## ページ本文

↓

【聞きたい。】和田秀樹さん 『80歳の壁』
[文] 三保谷浩輝
■老いを楽しく乗り越えて
高齢者専門の精神科医として長年、多くの患者を診療し、死にも向き合ってきた。その経験から年代別に老化への備えや闘い方を説いた本を次々と執筆。今春刊行の『80歳の壁』は35万部のヒットになっている。
「いくつになっても未知のことは不安。欝々とした気分で閉塞(へいそく)感もあると思う。そんな気持ちを楽にしてあげたいと、この本を書きました」
ある程度老いと闘える70代と違い、80歳からの人生には生老病死の大きな壁が怒濤(どとう)のように押し寄せるといい、そのさまざまな壁を乗り越える術を伝授する。

↑

## 作業依頼 A
和田秀樹さんの『80歳の壁』についての記事を読んで、次の問いに答えてもらえますか?
(i) 和田さんは何を専門とする医師だと紹介されていますか?
(ii) 『80歳の壁』は何部のヒットになっていますか?
(iii) 80歳からの人生に押し寄せるとされるのは、何の大きな壁ですか?
## 作業依頼 B
和田秀樹さんの『80歳の壁』についての記事を、最後の一文の後から引き取って書き継いでもらえますか?

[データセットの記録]
↓

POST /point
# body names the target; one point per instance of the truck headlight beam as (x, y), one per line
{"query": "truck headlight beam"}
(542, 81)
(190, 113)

↑

## 回答 A
(i) 高齢者専門の精神科医
(ii) 35万部
(iii) 生老病死の大きな壁

## 回答 B
核となるのは「80歳を過ぎたら我慢をしない」生き方。「我慢して、つらい思いをして多少長生きするより、老いを受け入れ、できることを大事にして人生を楽しく謳歌(おうか)しましょう」
そして、食べたいものは食べていい。お酒も飲んでいい▽健康診断は受けなくていい▽薬は不調があるときだけ飲む▽運転免許は返納しなくていい▽男性ホルモンは元気の源▽子どもにはお金を残さない―などの項目を立てて指南する。
「うすうす自分でも思っていたことが書いてあるから、この本を読んで楽になったという人は多い」
本書では80歳以上の人を「幸齢者」と呼び、「残りの人生、自由に生きる権利を得たんだと思うくらいでいい」とエールを送る。一方、今の世の中に対して「年寄りに不寛容になった」と指摘も。
「もっと高齢者向けの娯楽とか社会が用意するべきなのに、高齢者を見捨てている。でも、この本が売れてわかりましたが、80歳でもアマゾンで本を買い、キンドル(電子書籍)で読んでいるんです。80歳をなめるなよと言いたい」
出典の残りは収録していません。